Tuesday, July 30, 2013

Hearing From The Court

The Attorney-General’s Chambers (AGC) said, “AGC would like to take the opportunity to reiterate that the proper forum in which factual issues in a pending matter before a court should be determined, is the court itself.”

Yet, in its statement of 29 July 2013, the same AGC said it has completed its review of the investigation papers relating to a cartoonist and decided not to take action against him under the Sedition Act. Meaning, the serious matter of sedition - overt conduct, such as speech and organization, that is deemed by the legal authority to tend toward insurrection against the established order - has been decided upon without the determination of the court.

The court, a panel of one's peers (as in jury system), or panel of appointed judges in Singapore's case, is meant to hear and determine disputes between litigants, and in criminal matters, to determine the liability of accused persons and their sentences if they are convicted. It's always a collective assessment of minds to deliberate aired arguments about what is truly at stake. Not the whim and fancy of one sole individual.

In the bad old days, yes, we had one Chief Justice who's attitude of the law depended on his satisfaction of what he had for breakfast. Same chap who ruled that some molest or rape offenders will have their sentences doubled if their lawyers persist in asking questions that harass or embarrass the victim. In another benchmark case, he said that offices, clubs or restaurants may be open to the public, but a visitor can still be hauled up for trespassing if the management had banned him from entering the premises. Those were the bad old days.

### [ROWS]
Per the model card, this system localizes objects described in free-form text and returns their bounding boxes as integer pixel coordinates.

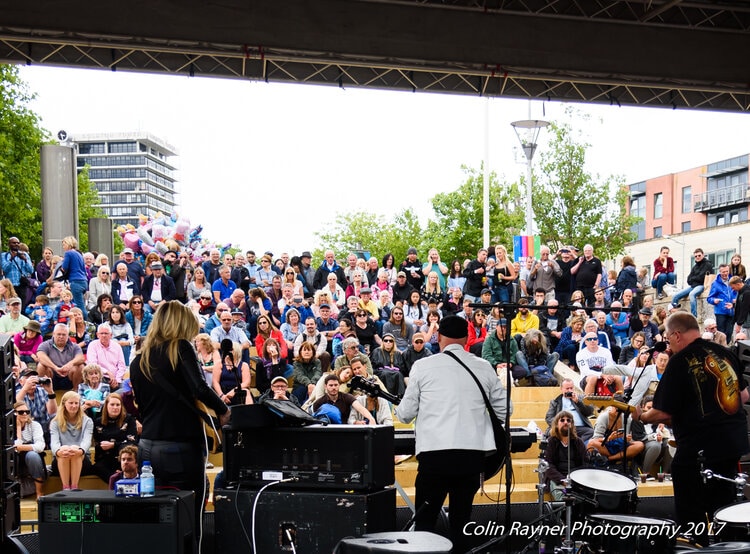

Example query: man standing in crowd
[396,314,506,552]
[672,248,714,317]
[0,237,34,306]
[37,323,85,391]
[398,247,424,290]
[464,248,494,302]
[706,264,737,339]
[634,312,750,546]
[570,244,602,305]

* * *

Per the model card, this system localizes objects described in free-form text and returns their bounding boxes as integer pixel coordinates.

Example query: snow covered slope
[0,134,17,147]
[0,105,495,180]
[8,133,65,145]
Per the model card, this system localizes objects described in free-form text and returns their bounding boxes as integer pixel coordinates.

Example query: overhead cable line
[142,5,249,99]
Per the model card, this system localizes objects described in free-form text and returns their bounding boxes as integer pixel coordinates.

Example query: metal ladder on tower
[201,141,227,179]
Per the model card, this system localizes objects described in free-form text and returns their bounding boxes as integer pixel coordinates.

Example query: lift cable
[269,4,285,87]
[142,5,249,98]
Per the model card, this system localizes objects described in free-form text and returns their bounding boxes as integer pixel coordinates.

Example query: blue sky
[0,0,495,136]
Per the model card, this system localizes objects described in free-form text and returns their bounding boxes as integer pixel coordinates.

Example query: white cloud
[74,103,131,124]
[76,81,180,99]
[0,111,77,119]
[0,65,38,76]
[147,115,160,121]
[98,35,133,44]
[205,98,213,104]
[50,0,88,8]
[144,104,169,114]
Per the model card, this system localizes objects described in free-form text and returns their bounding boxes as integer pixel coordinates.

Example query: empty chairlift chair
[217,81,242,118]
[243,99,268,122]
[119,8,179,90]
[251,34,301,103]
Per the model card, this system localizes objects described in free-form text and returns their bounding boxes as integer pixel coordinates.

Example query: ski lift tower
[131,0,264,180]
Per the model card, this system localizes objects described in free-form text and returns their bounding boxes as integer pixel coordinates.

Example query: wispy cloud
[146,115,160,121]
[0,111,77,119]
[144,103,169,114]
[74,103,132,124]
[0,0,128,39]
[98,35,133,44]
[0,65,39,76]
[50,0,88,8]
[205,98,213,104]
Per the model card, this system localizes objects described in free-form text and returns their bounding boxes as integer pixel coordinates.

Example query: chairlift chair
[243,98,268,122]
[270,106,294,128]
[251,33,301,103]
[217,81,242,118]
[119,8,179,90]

* * *

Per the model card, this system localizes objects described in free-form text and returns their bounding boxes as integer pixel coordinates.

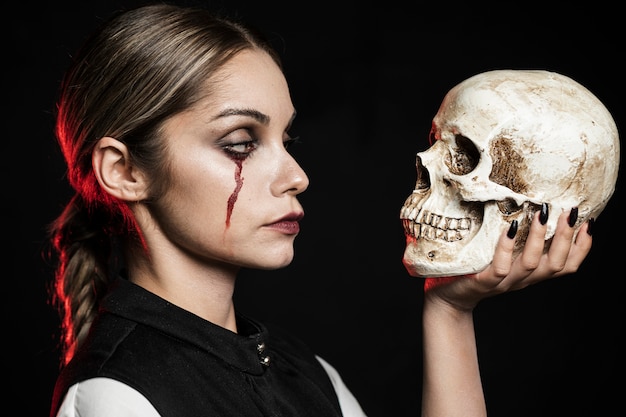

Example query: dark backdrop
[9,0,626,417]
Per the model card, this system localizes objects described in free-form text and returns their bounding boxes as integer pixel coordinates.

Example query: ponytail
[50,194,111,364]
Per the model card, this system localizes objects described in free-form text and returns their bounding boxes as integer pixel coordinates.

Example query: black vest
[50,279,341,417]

### [TASKS FOR THIS EXERCISE]
1 - Using the post on the Attorney-General's Chambers, decide whether each statement agrees with it, answering yes or no and quoting the deciding words: (a) the statement of 29 July 2013 announced a decision not to act against a cartoonist under the Sedition Act; (b) in Singapore's case, the court is a jury of one's peers; (c) a former Chief Justice ruled that some molest or rape offenders could have their sentences doubled if their lawyers persisted in harassing questions.
2 - Report every line of the records that contains the word "tower".

### [SOLUTIONS]
1 -
(a) Yes: "decided not to take action against him under the Sedition Act"
(b) No: "or panel of appointed judges in Singapore's case"
(c) Yes: "some molest or rape offenders will have their sentences doubled if their lawyers persist in asking questions that harass or embarrass the victim"

2 -
Example query: metal ladder on tower
Example query: ski lift tower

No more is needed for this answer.